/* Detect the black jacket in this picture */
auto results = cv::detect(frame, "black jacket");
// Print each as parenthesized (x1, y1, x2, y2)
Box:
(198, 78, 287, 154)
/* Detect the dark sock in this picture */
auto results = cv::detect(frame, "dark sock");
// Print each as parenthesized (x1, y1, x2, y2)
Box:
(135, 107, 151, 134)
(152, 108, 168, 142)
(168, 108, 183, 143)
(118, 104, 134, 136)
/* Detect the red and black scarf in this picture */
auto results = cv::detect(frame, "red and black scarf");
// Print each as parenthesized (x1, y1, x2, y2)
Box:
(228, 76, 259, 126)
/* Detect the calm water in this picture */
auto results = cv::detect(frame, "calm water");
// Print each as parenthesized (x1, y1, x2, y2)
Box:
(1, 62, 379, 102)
==============================
Copy the lines of the listing exactly. Skip none.

-- Written solution --
/* Detect the black jacket in this picture */
auto results = cv::detect(frame, "black jacket");
// Print each as parenthesized (x1, y1, x2, y2)
Box:
(198, 78, 287, 154)
/* Detect the dark sock in this picture */
auto results = cv::detect(frame, "dark sock");
// Print each as parenthesized (x1, y1, x2, y2)
Box:
(135, 107, 151, 134)
(152, 108, 168, 142)
(168, 108, 183, 143)
(118, 104, 134, 136)
/* Detect the red and black scarf in this picture */
auto results = cv::detect(frame, "red and black scarf");
// Print each as parenthesized (x1, y1, x2, y2)
Box:
(228, 76, 259, 126)
/* Detect the calm water in this picture */
auto results = cv::detect(frame, "calm water");
// Print each as parenthesized (x1, y1, x2, y2)
Box:
(1, 62, 379, 102)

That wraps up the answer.